» What is needed
Set every record down again exactly. Do not carry over the pictures.

» Supplied data
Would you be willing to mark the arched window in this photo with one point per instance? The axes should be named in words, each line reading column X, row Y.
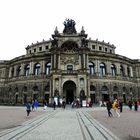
column 128, row 72
column 113, row 70
column 47, row 68
column 81, row 82
column 92, row 89
column 18, row 71
column 27, row 70
column 91, row 68
column 24, row 89
column 35, row 88
column 121, row 70
column 102, row 69
column 37, row 69
column 12, row 72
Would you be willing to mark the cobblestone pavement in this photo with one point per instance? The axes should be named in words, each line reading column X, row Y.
column 13, row 116
column 126, row 127
column 71, row 124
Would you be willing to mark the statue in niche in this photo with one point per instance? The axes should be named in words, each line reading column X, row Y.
column 84, row 43
column 55, row 43
column 69, row 26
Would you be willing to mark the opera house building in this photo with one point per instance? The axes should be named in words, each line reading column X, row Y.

» Exercise answer
Would you be willing to mark the arched window in this photo with one point per instance? The axes should be named in words, each line reading column X, row Y.
column 128, row 72
column 113, row 70
column 47, row 68
column 81, row 82
column 92, row 89
column 18, row 71
column 27, row 70
column 91, row 68
column 24, row 89
column 35, row 88
column 121, row 70
column 102, row 69
column 37, row 69
column 12, row 72
Would you be willing to mark the cobblestone pavement in this photo with one point per instance? The axes should be named in words, each line reading column X, row Y.
column 13, row 116
column 126, row 127
column 71, row 124
Would you be willing to mark the statue in niche in this photo with one point per instance? The axes should be named in words, each line reading column X, row Y.
column 84, row 43
column 55, row 43
column 69, row 26
Would you be willing to mark the opera house building in this photo with one point per instance? The axes should be named in words, each line reading column X, row Y.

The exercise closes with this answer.